→ **Kaynak Belge**:
☆ ☆ ☆ ☆ ☆ ☆ ☆
Esas No: 2021/2037
Karar No: 2022/2471
Karar Tarihi: 12.09.2022
Danıştay İdare Dava Daireleri Kurulu 2021/2037 Esas 2022/2471 Karar Sayılı İlamı
DANIŞTAY İDARİ DAVA DAİRELERİ KURULU 2021/2037 E. , 2022/2471 K."İçtihat Metni"
T.C.
D A N I Ş T A Y
İDARİ DAVA DAİRELERİ KURULU
Esas No : 2021/2037
Karar No : 2022/2471
TEMYİZ EDEN (DAVACI) : …
VEKİLİ : Av. …
KARŞI TARAF (DAVALILAR) : 1- … Birliği
VEKİLİ : Av. …
2- … Başkanlığı
3- … Başkanlığı
VEKİLİ : Av. …
İSTEMİN KONUSU : Danıştay Onuncu Dairesinin 29/12/2020 tarih ve E:2019/7046, K:2020/7086 sayılı kararının temyizen incelenerek bozulması istenilmektedir.
YARGILAMA SÜRECİ :
Dava konusu istem: Sosyal Güvenlik Kurumu ve Türk Eczacıları Birliği arasında 01/04/2016 tarihinde imzalanan Sosyal Güvenlik Kurumu Kapsamındaki Kişilerin Türk Eczacıları Birliği Üyesi Eczanelerden İlaç Teminine İlişkin Protokol'ün eki Ek-4'ün 14. maddesinin (ç) bendinin ve buna dayanılarak tesis edilen Balıkesir Eczacı Odasının 01/01/2017 tarihli diyaliz merkezlerinde çıkan eritropoietin ve darbepoietin harici reçete grubu limiti belirlenmesine dair işlemin iptali istenilmiştir.
☆ ☆ ☆ ☆ ☆ ☆ ☆
→ **Sağlanan Materyal**:
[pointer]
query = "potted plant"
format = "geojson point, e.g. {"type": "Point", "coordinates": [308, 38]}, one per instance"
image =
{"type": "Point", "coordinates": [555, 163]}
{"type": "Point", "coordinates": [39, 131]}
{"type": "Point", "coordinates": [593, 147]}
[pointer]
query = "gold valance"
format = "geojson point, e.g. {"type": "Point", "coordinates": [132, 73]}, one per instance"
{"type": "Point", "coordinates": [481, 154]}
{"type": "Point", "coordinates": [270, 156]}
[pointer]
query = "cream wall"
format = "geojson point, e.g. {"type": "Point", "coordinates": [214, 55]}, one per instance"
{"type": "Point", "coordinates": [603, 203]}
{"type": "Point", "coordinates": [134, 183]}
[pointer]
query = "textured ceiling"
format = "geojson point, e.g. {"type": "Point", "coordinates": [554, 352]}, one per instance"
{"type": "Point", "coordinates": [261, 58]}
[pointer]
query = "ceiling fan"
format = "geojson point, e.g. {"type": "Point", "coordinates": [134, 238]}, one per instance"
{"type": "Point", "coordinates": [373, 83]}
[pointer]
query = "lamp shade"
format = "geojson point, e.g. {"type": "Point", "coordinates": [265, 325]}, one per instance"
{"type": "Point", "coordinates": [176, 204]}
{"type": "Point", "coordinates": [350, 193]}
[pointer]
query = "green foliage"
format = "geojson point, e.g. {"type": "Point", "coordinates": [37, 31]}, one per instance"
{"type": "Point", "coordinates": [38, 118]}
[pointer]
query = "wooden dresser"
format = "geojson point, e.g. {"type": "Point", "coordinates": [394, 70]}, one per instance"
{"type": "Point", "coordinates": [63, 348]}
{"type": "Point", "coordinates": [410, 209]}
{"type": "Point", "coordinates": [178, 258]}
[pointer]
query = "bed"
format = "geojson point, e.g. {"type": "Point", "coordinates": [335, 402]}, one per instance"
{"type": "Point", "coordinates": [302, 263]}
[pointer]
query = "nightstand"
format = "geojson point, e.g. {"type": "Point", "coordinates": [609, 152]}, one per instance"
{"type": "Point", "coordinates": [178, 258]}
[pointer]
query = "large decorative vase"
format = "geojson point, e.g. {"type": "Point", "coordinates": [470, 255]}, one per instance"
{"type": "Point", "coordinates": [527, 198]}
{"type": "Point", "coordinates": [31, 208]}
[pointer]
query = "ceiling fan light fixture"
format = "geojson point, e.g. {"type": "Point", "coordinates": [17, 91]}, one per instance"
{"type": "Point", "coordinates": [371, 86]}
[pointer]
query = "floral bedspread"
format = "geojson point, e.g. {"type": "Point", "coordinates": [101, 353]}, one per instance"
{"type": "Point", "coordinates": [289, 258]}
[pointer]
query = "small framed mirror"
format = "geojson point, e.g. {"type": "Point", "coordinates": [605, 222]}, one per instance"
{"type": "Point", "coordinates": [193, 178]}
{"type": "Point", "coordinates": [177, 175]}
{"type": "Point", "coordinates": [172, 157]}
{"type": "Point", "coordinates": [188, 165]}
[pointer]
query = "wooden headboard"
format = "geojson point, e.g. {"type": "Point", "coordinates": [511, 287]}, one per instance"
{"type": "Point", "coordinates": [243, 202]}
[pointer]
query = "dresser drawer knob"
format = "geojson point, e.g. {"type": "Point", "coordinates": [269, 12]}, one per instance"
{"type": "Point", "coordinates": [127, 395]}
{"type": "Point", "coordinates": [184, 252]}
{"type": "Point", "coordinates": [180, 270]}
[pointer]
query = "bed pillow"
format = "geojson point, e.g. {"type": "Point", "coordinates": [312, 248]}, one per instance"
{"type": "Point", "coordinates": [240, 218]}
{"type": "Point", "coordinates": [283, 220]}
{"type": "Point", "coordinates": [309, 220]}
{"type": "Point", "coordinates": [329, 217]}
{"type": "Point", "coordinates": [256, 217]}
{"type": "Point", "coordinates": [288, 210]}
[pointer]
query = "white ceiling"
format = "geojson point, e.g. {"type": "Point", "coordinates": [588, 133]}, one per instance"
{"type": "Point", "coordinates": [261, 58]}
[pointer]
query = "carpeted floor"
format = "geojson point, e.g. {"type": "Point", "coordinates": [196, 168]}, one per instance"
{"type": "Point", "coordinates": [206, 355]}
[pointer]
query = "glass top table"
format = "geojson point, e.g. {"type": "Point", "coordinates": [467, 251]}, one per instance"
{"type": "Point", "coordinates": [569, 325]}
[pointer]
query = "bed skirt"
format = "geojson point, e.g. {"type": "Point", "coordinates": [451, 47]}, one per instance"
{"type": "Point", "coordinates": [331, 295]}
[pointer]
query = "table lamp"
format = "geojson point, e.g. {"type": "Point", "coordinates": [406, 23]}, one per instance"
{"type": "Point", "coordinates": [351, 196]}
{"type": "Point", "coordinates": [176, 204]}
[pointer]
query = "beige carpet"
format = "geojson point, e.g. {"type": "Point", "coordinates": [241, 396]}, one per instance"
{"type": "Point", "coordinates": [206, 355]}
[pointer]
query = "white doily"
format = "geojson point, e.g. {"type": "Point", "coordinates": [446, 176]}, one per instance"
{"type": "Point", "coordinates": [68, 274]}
☆ ☆ ☆ ☆ ☆ ☆ ☆
→ **Alıştırma Yönergeleri**:
1. Aşağıdaki ifadelerin kaynak belgeyle uyuşup uyuşmadığını belirtin: (a) Karar tarihi 12.09.2022'dir. (b) Protokol 01/04/2016 tarihinde imzalanmıştır. (c) Temyizen incelenmesi istenen karar Danıştay Sekizinci Dairesine aittir. Her biri için evet veya hayır deyip belgedeki belirleyici ifadeyi aynen alıntılayın.
2. Kaynak belgede "Dava konusu istem:" ile başlayan paragrafı, temel bilgilerini koruyarak lütfen madde listesine dönüştürün.
Verilen materyal bu alıştırmada hiçbir şekilde kullanılmaz.

→ **Alıştırma Sonuçları**:
1.
(a) Evet: "Karar Tarihi: 12.09.2022"
(b) Evet: "01/04/2016 tarihinde imzalanan"
(c) Hayır: "Danıştay Onuncu Dairesinin 29/12/2020 tarih ve E:2019/7046, K:2020/7086 sayılı kararının"

2.
- İstem: iptal
- İptali istenen ilk düzenleme: Sosyal Güvenlik Kurumu ile Türk Eczacıları Birliği arasında 01/04/2016'da imzalanan, SGK kapsamındaki kişilerin TEB üyesi eczanelerden ilaç teminine ilişkin Protokol'ün Ek-4'ünün 14. maddesinin (ç) bendi
- İptali istenen ikinci işlem: Bu bende dayanılarak Balıkesir Eczacı Odasının 01/01/2017 tarihinde tesis ettiği, diyaliz merkezlerinde çıkan eritropoietin ve darbepoietin harici reçete grubu için limit belirleyen işlem